──────── TEXTE DU DOCUMENT
UNE SOCIÉTÉ ALIÉNÉE PAR L’USAGE UNIQUE
Une étude a estimé que l’ensemble des établissements de santé du monde utilise près de 129 milliards de masques et 65 milliards de gants chaque mois, dont la plupart sont à usage unique.
À mesure que la pandémie perdure, la demande en EPI n’a pas diminuée. Les nations ont fait énormément d’efforts pour rendre les masques plus accessibles, notamment en baissant leur prix.
Alors que ces articles deviennent plus disponibles et moins onéreux, les déchets, eux, s’accumulent. À Leyde, par exemple, des bénévoles ont retrouvé plus de cent masques usagés en une journée.
À Toronto, Mme Ammendolia et sa conjointe Jacquelyn Saturno, elle aussi écologiste, ont aussi remarqué une augmentation des déchets d’EPI. À l’instar de leurs collègues néerlandais, elles ont profité de leur temps libre en confinement pour analyser systématiquement les déchets de leur ville.
────────────────
──────── ENTRÉES EXTRAITES
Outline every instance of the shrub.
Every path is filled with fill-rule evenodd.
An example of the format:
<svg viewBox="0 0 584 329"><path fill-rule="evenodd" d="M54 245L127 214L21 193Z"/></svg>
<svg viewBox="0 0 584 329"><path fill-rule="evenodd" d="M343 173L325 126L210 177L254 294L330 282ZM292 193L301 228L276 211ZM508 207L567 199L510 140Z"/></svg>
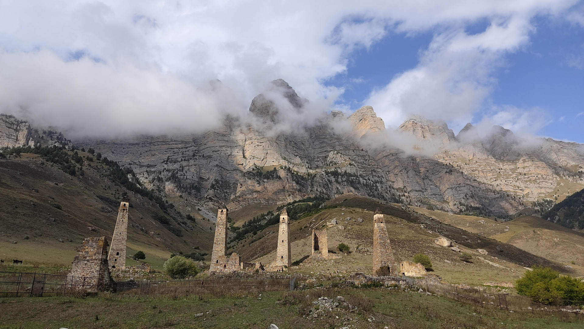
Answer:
────────────────
Mettez à jour le passage du texte sur les déchets d'EPI qui commence par « UNE SOCIÉTÉ ALIÉNÉE » et s'arrête après « en une journée. ». Remplacez-y « masques » par « respirateurs ».

UNE SOCIÉTÉ ALIÉNÉE PAR L’USAGE UNIQUE
Une étude a estimé que l’ensemble des établissements de santé du monde utilise près de 129 milliards de respirateurs et 65 milliards de gants chaque mois, dont la plupart sont à usage unique.
À mesure que la pandémie perdure, la demande en EPI n’a pas diminuée. Les nations ont fait énormément d’efforts pour rendre les respirateurs plus accessibles, notamment en baissant leur prix.
Alors que ces articles deviennent plus disponibles et moins onéreux, les déchets, eux, s’accumulent. À Leyde, par exemple, des bénévoles ont retrouvé plus de cent respirateurs usagés en une journée.